-- START RECORDS FOR PROCESSING --

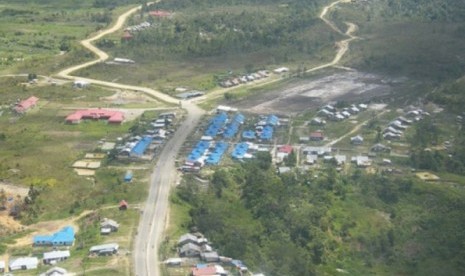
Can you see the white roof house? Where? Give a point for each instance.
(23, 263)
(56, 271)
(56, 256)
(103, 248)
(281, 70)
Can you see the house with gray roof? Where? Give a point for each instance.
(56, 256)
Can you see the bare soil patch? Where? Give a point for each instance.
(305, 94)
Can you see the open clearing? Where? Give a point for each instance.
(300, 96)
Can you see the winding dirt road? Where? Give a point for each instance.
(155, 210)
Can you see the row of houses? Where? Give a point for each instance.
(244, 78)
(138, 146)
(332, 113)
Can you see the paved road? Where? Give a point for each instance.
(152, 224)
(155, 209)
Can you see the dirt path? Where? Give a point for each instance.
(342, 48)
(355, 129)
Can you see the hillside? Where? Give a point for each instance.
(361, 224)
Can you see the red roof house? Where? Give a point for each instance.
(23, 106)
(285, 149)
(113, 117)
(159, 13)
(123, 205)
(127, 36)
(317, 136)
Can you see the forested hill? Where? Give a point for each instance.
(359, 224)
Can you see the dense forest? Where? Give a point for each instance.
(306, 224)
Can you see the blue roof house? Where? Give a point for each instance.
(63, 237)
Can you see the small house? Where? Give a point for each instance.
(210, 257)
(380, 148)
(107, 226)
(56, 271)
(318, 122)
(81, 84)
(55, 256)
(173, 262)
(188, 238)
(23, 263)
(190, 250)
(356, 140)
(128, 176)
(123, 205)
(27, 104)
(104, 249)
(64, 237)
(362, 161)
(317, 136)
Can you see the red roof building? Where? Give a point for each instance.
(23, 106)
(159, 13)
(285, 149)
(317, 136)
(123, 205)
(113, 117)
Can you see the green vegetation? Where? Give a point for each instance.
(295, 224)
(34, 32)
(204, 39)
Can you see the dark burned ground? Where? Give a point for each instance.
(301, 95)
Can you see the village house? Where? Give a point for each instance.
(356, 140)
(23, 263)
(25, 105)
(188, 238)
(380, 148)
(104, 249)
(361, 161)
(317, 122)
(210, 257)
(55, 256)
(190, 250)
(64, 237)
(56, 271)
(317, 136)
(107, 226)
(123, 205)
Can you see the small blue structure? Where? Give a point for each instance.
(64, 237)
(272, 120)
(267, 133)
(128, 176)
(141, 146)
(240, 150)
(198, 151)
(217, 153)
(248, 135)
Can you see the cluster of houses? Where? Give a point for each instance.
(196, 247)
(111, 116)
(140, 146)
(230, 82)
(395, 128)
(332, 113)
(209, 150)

-- END RECORDS FOR PROCESSING --
-- START RECORDS FOR PROCESSING --

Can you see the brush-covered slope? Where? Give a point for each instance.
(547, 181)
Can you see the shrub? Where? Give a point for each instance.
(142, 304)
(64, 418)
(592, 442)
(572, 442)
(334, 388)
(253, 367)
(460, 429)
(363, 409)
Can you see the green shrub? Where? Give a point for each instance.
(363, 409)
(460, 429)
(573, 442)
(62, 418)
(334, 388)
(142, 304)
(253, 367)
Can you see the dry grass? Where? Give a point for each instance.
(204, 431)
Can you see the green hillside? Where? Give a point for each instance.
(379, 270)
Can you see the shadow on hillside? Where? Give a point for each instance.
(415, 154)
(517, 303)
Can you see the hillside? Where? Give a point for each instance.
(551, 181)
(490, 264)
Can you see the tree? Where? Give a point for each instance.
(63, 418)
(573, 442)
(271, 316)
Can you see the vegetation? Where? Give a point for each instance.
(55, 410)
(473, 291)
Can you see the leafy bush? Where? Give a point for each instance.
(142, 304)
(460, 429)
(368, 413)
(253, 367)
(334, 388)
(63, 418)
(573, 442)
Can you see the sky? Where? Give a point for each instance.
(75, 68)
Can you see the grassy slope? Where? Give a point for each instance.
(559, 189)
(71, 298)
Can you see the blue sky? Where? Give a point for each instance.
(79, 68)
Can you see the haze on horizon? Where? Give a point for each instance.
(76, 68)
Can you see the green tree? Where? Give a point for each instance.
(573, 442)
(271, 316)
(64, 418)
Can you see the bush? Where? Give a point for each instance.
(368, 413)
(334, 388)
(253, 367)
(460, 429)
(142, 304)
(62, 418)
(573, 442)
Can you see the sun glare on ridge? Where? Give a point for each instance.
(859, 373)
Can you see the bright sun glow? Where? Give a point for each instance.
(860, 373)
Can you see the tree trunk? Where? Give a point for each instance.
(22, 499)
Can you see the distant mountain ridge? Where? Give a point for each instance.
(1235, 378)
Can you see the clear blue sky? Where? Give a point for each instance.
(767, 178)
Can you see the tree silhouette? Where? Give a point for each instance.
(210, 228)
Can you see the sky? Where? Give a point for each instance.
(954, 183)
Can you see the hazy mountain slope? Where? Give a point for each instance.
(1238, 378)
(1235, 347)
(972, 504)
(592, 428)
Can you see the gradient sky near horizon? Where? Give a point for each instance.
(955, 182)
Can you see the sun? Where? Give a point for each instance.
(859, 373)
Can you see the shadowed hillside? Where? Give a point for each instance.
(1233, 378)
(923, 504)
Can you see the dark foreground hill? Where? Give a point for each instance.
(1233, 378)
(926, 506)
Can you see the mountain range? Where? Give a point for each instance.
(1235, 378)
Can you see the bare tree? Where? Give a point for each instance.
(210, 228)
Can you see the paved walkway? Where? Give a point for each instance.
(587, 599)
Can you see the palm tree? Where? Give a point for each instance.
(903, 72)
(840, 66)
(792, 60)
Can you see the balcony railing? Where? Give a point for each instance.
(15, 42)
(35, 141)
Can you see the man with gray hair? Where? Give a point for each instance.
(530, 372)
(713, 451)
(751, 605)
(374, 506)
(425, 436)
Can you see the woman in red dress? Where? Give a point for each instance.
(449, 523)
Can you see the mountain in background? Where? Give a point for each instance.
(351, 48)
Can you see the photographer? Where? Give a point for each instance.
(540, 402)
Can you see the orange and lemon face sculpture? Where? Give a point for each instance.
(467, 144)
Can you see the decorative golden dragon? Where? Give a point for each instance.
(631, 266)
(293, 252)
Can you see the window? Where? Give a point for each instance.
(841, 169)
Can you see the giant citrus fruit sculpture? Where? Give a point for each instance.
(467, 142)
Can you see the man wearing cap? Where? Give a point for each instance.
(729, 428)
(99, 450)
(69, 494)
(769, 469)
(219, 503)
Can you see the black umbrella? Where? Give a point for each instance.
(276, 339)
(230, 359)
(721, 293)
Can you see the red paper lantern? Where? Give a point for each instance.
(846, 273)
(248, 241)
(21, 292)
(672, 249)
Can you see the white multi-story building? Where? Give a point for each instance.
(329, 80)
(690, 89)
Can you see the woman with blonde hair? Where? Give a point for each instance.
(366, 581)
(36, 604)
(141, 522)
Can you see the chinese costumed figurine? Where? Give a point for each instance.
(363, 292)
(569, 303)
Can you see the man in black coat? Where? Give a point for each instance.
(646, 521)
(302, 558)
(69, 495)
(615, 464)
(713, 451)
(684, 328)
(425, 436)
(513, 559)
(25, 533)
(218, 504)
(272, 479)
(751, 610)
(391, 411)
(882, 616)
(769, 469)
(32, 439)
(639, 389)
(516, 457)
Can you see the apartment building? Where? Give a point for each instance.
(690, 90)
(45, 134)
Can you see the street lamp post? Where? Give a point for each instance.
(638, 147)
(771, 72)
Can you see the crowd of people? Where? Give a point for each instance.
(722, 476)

-- END RECORDS FOR PROCESSING --
-- START RECORDS FOR PROCESSING --

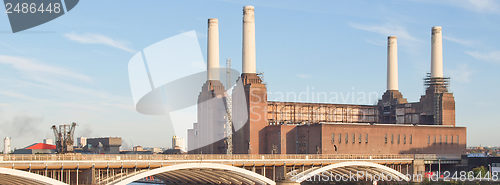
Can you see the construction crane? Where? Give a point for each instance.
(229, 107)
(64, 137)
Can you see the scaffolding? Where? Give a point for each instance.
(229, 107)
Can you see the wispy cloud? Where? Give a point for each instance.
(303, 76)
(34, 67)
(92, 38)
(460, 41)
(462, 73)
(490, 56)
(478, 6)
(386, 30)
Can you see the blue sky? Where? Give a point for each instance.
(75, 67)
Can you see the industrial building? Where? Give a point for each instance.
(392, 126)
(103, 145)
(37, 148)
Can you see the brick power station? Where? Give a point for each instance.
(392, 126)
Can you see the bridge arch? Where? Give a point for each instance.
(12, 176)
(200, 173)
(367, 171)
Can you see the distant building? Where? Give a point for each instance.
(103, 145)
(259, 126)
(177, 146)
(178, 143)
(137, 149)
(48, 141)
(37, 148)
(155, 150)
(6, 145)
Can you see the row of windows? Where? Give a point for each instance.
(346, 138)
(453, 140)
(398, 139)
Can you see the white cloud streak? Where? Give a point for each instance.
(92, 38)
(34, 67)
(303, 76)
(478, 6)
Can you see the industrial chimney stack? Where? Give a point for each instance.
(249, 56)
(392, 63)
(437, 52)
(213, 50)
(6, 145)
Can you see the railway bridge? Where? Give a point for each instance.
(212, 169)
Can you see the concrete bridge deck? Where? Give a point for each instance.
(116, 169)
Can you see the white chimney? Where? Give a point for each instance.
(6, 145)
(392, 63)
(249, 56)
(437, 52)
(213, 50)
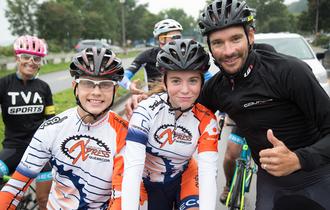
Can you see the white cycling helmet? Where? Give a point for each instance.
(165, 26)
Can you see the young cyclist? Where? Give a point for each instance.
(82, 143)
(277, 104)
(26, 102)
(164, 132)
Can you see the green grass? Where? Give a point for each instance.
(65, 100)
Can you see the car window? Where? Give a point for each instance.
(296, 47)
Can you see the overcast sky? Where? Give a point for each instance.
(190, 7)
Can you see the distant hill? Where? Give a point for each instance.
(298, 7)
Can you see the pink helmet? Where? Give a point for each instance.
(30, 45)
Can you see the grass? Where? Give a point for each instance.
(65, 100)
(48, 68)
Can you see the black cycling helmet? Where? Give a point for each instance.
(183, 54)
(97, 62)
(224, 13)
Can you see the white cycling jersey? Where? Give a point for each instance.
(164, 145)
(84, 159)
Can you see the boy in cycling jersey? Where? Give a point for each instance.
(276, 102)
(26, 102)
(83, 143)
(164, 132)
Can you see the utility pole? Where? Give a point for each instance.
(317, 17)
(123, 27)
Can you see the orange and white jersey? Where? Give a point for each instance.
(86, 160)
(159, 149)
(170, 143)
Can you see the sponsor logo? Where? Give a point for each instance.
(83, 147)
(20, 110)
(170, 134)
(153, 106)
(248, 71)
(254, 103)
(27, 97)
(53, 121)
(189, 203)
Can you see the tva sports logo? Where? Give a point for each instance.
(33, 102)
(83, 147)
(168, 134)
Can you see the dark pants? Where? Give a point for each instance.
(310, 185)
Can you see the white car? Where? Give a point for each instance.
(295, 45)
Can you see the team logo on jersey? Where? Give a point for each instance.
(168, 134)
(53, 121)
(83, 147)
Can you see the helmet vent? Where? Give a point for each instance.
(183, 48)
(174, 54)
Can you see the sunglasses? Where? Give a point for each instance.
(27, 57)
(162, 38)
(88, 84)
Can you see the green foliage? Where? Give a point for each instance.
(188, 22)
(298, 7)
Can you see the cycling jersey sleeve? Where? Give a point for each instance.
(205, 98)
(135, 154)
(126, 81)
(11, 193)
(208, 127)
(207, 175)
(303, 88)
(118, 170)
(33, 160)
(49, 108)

-- END RECORDS FOR PROCESSING --

• _THE PROBLEM_:
Report every line of the listing above that contains the word "dark".

• _FINAL ANSWER_:
Can you see the dark burned ground? Where? Give a point for each instance.
Can you see the dark foreground hill? Where? Give a point for each instance.
Can you see the dark pants? Where? Give a point for each instance.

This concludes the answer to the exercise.